Instructions for the task
Make an exact copy of all the entries shown below.

Information supplied
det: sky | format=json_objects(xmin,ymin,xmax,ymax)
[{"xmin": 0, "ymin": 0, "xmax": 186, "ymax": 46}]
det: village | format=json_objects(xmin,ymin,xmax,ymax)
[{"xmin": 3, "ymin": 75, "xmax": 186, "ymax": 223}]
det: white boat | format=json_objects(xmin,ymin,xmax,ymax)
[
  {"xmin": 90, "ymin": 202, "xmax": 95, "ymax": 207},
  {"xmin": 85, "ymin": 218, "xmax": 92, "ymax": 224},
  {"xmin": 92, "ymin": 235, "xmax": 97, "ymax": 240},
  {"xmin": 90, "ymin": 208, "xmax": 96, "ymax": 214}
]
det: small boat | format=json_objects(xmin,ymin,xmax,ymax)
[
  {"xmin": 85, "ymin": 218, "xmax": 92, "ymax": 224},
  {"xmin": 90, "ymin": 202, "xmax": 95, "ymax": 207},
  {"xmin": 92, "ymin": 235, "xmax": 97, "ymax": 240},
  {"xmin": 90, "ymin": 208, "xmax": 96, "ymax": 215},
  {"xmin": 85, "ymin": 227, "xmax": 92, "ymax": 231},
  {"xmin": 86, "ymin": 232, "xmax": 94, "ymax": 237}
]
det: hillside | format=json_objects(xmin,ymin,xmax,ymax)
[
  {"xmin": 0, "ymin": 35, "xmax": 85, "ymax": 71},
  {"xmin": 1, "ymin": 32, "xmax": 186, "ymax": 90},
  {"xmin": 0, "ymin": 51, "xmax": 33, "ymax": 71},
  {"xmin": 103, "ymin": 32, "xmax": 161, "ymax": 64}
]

Response
det: sky | format=json_objects(xmin,ymin,xmax,ymax)
[{"xmin": 0, "ymin": 0, "xmax": 186, "ymax": 46}]
det: village | format=json_objects(xmin,ymin,xmax,ymax)
[{"xmin": 3, "ymin": 75, "xmax": 186, "ymax": 223}]
det: white boat | format=json_objects(xmin,ymin,xmax,ymax)
[
  {"xmin": 90, "ymin": 202, "xmax": 95, "ymax": 207},
  {"xmin": 85, "ymin": 218, "xmax": 92, "ymax": 224},
  {"xmin": 92, "ymin": 235, "xmax": 97, "ymax": 240},
  {"xmin": 90, "ymin": 208, "xmax": 96, "ymax": 214}
]
det: small boat | format=json_objects(xmin,ymin,xmax,ymax)
[
  {"xmin": 85, "ymin": 218, "xmax": 92, "ymax": 224},
  {"xmin": 90, "ymin": 202, "xmax": 95, "ymax": 207},
  {"xmin": 92, "ymin": 235, "xmax": 97, "ymax": 240},
  {"xmin": 90, "ymin": 208, "xmax": 96, "ymax": 215},
  {"xmin": 85, "ymin": 227, "xmax": 92, "ymax": 231},
  {"xmin": 86, "ymin": 232, "xmax": 94, "ymax": 237}
]
det: hillside | format=json_objects(xmin,ymin,xmax,ymax)
[
  {"xmin": 0, "ymin": 35, "xmax": 85, "ymax": 71},
  {"xmin": 1, "ymin": 32, "xmax": 186, "ymax": 90},
  {"xmin": 0, "ymin": 51, "xmax": 33, "ymax": 71},
  {"xmin": 103, "ymin": 32, "xmax": 161, "ymax": 64}
]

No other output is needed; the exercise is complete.